Copy the passage of the article on a visit with a legislator word for word, starting with "By: Tia Johnson" and going on through "to this legislator.".

TEXT UNDER STUDY -
__________________________________________________

A Visit With My Legislator Highlights What We Think About Marriage Reveals What We Think About Our Creator

By: Tia Johnson 0 Comments   5/13/2013

I recently met with my legislator regarding the same-sex marriage bill. I live in a district that overwhelmingly (65 percent) supported the marriage amendment last November. However, our representative has declared that he is undecided concerning his vote and seems to be supportive of legalizing same-sex marriage.

So I, my three kids, one other mom and a friend packed inside a minivan and headed to the State Capitol. I told my kids we were going to a modern-day castle to meet with lawmakers. I ended up being the only spokesperson from my district, so I was glad I had prepared a list of talking points and packets of research to pass on to this legislator.

My talking points included support for natural marriage which I wrote of in my previous article with Delight Media: the slippery-slope argument of where this could lead, the impact of various parental structures on children, and the consequences legalizing same-sex marriage would have on religious freedom (ex. flower shops and counselors who refuse to take in business for same-sex weddings because of their religious convictions could be sued).

__________________________________________________

Rows from a dataset:
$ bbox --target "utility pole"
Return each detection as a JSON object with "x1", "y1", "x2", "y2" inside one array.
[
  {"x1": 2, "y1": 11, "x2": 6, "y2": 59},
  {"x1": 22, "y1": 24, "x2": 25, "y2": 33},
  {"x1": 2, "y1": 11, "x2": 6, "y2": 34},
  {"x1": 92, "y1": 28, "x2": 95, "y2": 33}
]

__________________________________________________

THE ANSWER -
By: Tia Johnson 0 Comments   5/13/2013

I recently met with my legislator regarding the same-sex marriage bill. I live in a district that overwhelmingly (65 percent) supported the marriage amendment last November. However, our representative has declared that he is undecided concerning his vote and seems to be supportive of legalizing same-sex marriage.

So I, my three kids, one other mom and a friend packed inside a minivan and headed to the State Capitol. I told my kids we were going to a modern-day castle to meet with lawmakers. I ended up being the only spokesperson from my district, so I was glad I had prepared a list of talking points and packets of research to pass on to this legislator.